*What you should do*
Reproduce verbatim the lines of the material below, starting with the line that contains "Request = locate the climbing" and continuing through the final line of the material, with both of those lines included.

··· Exercise inputs

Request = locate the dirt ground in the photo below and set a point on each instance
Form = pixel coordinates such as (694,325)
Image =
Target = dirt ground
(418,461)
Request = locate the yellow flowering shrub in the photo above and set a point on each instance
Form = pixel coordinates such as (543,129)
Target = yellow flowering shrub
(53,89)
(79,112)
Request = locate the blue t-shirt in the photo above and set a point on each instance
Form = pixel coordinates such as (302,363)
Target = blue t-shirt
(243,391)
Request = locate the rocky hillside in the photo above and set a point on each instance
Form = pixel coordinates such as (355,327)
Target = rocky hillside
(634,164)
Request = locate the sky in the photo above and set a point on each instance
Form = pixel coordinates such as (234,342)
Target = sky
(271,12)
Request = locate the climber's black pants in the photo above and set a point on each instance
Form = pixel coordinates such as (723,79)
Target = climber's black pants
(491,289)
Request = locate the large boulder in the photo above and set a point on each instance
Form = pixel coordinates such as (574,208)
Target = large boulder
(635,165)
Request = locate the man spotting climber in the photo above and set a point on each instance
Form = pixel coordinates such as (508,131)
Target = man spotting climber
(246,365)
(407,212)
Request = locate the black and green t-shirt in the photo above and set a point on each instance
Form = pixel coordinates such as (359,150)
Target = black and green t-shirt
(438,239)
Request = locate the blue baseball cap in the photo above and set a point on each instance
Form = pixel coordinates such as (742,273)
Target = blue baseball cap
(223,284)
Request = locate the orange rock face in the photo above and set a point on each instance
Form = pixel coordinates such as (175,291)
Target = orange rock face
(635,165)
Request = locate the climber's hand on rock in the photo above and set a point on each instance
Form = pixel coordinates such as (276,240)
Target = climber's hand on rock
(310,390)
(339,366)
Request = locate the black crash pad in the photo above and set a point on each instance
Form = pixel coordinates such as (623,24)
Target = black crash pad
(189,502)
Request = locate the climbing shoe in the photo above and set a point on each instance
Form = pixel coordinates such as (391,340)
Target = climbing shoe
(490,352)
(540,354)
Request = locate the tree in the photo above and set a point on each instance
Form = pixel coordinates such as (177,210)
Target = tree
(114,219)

······

*Finished exercise*
Request = locate the climbing shoe in the photo above and set a point on each instance
Form = pixel coordinates such as (391,340)
Target = climbing shoe
(490,352)
(540,354)
Request = locate the tree in the photo above and set a point on each instance
Form = pixel coordinates such as (177,210)
Target = tree
(114,219)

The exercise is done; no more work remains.